## [WRITTEN TASK 1]
Write out the part of the Huckleberry Finn review that begins at the words "Jim and Huck" and stops after the words "duke are adults.".
## [WRITTEN TASK 2]
In the Huckleberry Finn review, how does Huck fake his own death?
## [WRITTEN TASK 3]
Pick up the Huckleberry Finn review after its last sentence and keep writing it.

## [PASSAGE]
------------------------------------------------------------

After reading The Adventures of Tom Sawyer, we had to read The Adventures of Huckleberry Finn by Mark Twain. Meant as a sequel to Tom Sawyer, Huckleberry Finn instead went on to become a stand-alone book and in fact a classic of literature. Where Tom Sawyer is just a very well-written story of a boy and his antics, Huck Finn is a story of a boy who grows up and learns the power of friendship when he decides to help his friend, Jim, escape when he’s a slave. Huck Finn tackles head-on the evils of slavery through the eyes of a 12 year-old boy which puts all the adults to shame.
Set in the 1850’s, Huck Finn picks up right where Tom Sawyer left off: Huck and Tom have found a treasure trove and Huck has been adopted by Miss Watson. Tom is still up to his same ol’ antics of boyhood fun. However, Huck’s father shows up in town (the fictional St. Petersburg, Missouri) wanting Huck’s money. He’s a drunk and a child abuser and he ends up kidnapping Huck Finn while he fights the courts for Huck’s money. Huck can’t take it anymore so he fakes his own death by killing a pig, spreading its blood everywhere, and running off to an island in the Mississippi (the same island where Tom Sawyer ran off to for his adventures as well). Here, he meets Jim, a slave who has run away from Miss Watson when he heard he was going to be sold.
Huck and Jim team up–mainly because Huck is lonely and doesn’t want to run away alone and because Jim needs help. They make a raft and set off down the Mississippi River, where their adventures begin. The plan had been to make for Cairo, Illinois, which sits right where the Mississippi and Ohio Rivers meet and head up the Ohio River so Jim can be free. Instead, they end up missing the Ohio River when a fog and a storm arise so they are now floating down into slavery territory.
Here, Huck battles whether or not to turn Jim in. He feels guilty for helping a slave escape, especially since it’s Miss Watson’s slave and she needs the money she was going to make from his sale. Yet, he’s torn with loyalty to Jim because Jim helps Huck time and time again and all Jim wants to do is get free and then buy his wife and kids’ freedom.
Huck says, “I feel bad and low, because I knowed very well I had done wrong….but a body that don’t get started right when he’s little, ain’t got no show”. Huck says he’d feel bad either way–bad if he had given Jim up and bad if he hadn’t so he sticks with what’s easier.
Jim and Huck run across two liars and frauds known as the king and the duke that make for some of the funniest scenes in the novel as they try to rip people off of money. In the end though, Huck foils them and steals all the money and places it in a dead man’s coffin.
Some people here think, “Why does Huck stay with these people?” Well, Huck answers this himself, “I learnt that the best way to get along with his kind of people is to let them have their own way.” Let’s not forget Huck is just a boy here which it is hard to forget when you are reading this and the king and duke are adults.

------------------------------------------------------------

## [PROVIDED DATA]
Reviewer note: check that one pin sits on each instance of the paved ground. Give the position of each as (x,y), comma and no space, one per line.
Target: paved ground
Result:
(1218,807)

------------------------------------------------------------

## [FINAL ANSWER 1]
Jim and Huck run across two liars and frauds known as the king and the duke that make for some of the funniest scenes in the novel as they try to rip people off of money. In the end though, Huck foils them and steals all the money and places it in a dead man’s coffin.
Some people here think, “Why does Huck stay with these people?” Well, Huck answers this himself, “I learnt that the best way to get along with his kind of people is to let them have their own way.” Let’s not forget Huck is just a boy here which it is hard to forget when you are reading this and the king and duke are adults.

## [FINAL ANSWER 2]
He kills a pig, spreads its blood everywhere, and runs off to an island in the Mississippi.

## [FINAL ANSWER 3]
The climax of the novel is where Huck grows up and changes. The duke and the king conspire to sell Jim as a runaway slave, which they do. Here, Huck reasons it’s best then to tell the truth so Jim can at least go home to a nice family to be a slave with. He writes a letter to Miss Watson to free his conscience; however, he gets to thinking what a good person Jim is and tears up the letter, saying “I’d got to decide, forever, betwixt two things, and I knowed it. All right, then, I’ll go to hell”. He decides to rescue Jim and steal him out of slavery forever.
The rest of the book is rip-roaring good time as Mr. Mark Twain brings Tom Sawyer back into the picture and they end up spending the rest of the book “stealing Jim out of slavery” from Tom’s aunt who had ended up buying Jim from the king and the duke. Tom concocts all these things Jim must do as to break out of prison “proper” and ends up causing havoc with his aunt and in the end Tom ends up being shot as the escape unfolds and he’s bragging about it!
Spoiler for conclusion: we discover at the end that Huck’s father has died and Jim has been free for two months because Miss Watson died and set him free. Tom pays Jim for all the fun they had with him at his expense and Tom’s Aunt Sally wants to adopt Huck.
Huck concludes about Jim: “I thought he had a good heart in him and was a good man, the first time I see him.” This is the first time Huck does not call him a “nigger”. Mark Twain took heavy criticism for using this word, which he does over and over again in this book. But it made it’s point: it’s the exact use of the derogatory word that proves the power of man’s ignorance towards one another and in the end, the power of Huck’s words ring out as readers discover the same thing: Jim is a man and worthy of his freedom and in fact deserves his freedom like everyone else.
A classic of literature everyone should read, The Adventures of Huckleberry Finn is a powerful example of discovering humanity, great fun in its antics and adventures, and a book that’ll leave you in tears and laughing all at the same time.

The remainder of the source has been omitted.